◆ PROBLEM TO SOLVE
Copy exactly, and only, the lines from the one containing "Detect green sock in this photo." through the last line of the records below.

[Records excerpted from a collection]
*** Begin section ***

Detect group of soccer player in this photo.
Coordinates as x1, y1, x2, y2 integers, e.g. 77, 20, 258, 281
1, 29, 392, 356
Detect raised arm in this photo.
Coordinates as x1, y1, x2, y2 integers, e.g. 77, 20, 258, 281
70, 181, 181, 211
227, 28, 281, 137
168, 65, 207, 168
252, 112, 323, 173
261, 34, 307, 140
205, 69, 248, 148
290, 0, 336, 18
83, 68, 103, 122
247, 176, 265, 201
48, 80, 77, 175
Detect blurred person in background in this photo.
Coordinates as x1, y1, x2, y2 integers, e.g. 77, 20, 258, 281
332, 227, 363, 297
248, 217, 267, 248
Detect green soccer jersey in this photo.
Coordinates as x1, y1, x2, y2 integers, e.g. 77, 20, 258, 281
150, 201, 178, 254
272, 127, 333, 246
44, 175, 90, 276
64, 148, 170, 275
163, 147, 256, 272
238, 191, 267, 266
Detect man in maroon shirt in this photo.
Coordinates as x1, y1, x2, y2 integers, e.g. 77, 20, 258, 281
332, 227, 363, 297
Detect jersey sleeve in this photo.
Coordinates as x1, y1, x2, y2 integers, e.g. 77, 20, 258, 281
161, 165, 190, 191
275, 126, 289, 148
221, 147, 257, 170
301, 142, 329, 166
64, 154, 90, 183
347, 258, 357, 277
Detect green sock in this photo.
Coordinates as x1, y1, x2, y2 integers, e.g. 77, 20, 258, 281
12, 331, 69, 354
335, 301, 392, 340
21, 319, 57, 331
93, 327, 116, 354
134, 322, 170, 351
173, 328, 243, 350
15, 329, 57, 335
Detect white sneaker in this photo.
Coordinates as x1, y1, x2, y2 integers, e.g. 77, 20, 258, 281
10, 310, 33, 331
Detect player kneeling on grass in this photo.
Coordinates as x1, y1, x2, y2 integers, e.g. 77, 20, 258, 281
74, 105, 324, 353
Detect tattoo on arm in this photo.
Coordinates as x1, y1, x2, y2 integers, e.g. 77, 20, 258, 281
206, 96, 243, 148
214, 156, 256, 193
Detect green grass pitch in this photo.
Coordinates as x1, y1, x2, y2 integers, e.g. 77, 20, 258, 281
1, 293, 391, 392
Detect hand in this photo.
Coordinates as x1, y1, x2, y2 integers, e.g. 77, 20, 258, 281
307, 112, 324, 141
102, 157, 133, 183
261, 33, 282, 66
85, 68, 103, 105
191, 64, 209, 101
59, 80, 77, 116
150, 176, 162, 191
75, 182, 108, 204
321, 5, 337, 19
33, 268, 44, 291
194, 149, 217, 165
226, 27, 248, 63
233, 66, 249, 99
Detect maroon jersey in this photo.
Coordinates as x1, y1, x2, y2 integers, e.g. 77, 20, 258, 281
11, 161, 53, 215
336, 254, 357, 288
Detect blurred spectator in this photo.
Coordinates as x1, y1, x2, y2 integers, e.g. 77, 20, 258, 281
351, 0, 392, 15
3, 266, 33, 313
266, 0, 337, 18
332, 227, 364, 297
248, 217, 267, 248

*** End section ***

◆ YOUR RESPONSE
Detect green sock in this photo.
Coordinates as x1, y1, x2, y2 integers, e.g. 77, 20, 258, 281
12, 331, 69, 354
335, 301, 392, 340
21, 319, 57, 331
93, 327, 116, 354
134, 322, 170, 351
173, 328, 243, 350
15, 329, 57, 335
Detect white sneaker in this photo.
Coordinates as x1, y1, x2, y2 integers, e.g. 77, 20, 258, 281
10, 310, 33, 331
Detect player kneeling on grass in this photo.
Coordinates as x1, y1, x2, y2 integers, e.g. 77, 20, 258, 281
74, 105, 324, 353
Detect tattoo on arm in this photo.
Coordinates as x1, y1, x2, y2 integers, e.g. 77, 20, 258, 281
206, 96, 243, 148
214, 156, 256, 193
Detect green grass pitch in this photo.
Coordinates as x1, y1, x2, y2 integers, e.g. 77, 20, 258, 281
1, 293, 391, 392
Detect hand in this photo.
Coordinates as x1, y1, x2, y2 integers, e.g. 77, 20, 258, 281
307, 112, 324, 141
102, 157, 133, 183
261, 33, 282, 66
85, 68, 103, 105
191, 64, 209, 101
59, 80, 77, 116
150, 176, 162, 191
75, 182, 108, 204
321, 5, 337, 19
33, 268, 44, 291
194, 149, 217, 165
226, 27, 248, 63
233, 66, 249, 99
Detect maroon jersey in this photo.
Coordinates as x1, y1, x2, y2 integers, e.g. 77, 20, 258, 281
11, 161, 53, 215
336, 254, 357, 288
Detect blurred spectator in this photo.
Coordinates as x1, y1, x2, y2 integers, e.g. 77, 20, 258, 281
351, 0, 392, 15
3, 266, 33, 313
266, 0, 337, 18
332, 227, 364, 297
248, 217, 267, 248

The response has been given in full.